** Begin Information supplied **
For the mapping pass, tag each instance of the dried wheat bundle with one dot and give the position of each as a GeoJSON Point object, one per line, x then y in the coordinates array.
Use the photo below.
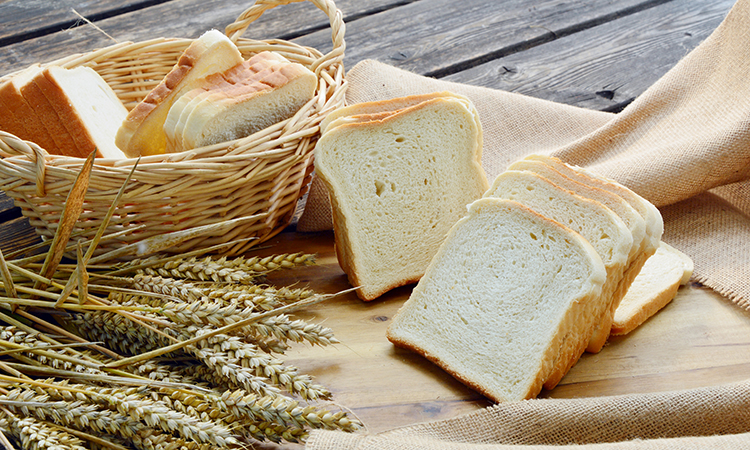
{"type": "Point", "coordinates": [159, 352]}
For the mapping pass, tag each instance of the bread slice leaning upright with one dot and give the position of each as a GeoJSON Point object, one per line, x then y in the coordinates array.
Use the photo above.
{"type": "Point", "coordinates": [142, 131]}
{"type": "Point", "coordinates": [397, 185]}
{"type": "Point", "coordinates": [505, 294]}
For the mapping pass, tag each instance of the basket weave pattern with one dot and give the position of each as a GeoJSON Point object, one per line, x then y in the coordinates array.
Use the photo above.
** End Information supplied **
** Begin Information supplied **
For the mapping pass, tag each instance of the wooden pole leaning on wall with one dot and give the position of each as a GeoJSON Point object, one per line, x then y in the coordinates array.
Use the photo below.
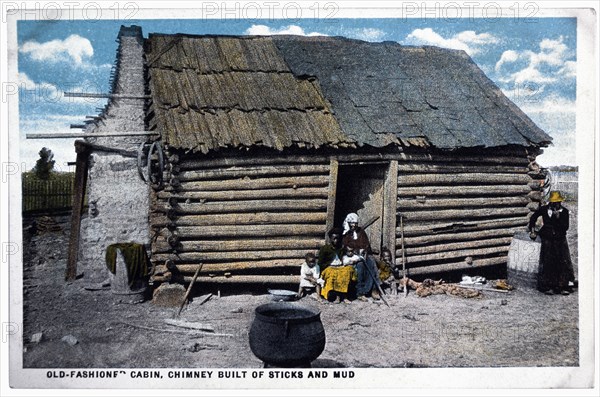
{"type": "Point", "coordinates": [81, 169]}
** End Information supplied **
What you will do: Pick out every line in the entries that contains the word "with", and copy each of those lines unchanged.

Output of the exercise:
For the mapping pass, tag each instance of the dried wheat bundle with one dot and give the position of each as a GeoJSON Point object, one per line, x then y in the coordinates array.
For the mapping pass, tag each instance of the bread slice leaning upright with one dot and give the position of each as a GeoJSON Point object, one per line, x then y in the coordinates array.
For the mapping pass, tag each instance of the basket weave pattern with one dot and give the position of each as a GeoJSON Point object, one per line, x then y in the coordinates array.
For the mapping pass, tag each instance of the wooden pole leaning on wall with one dot and give the position of each as a GeoJSON Point object, one per line, x then y in the coordinates array.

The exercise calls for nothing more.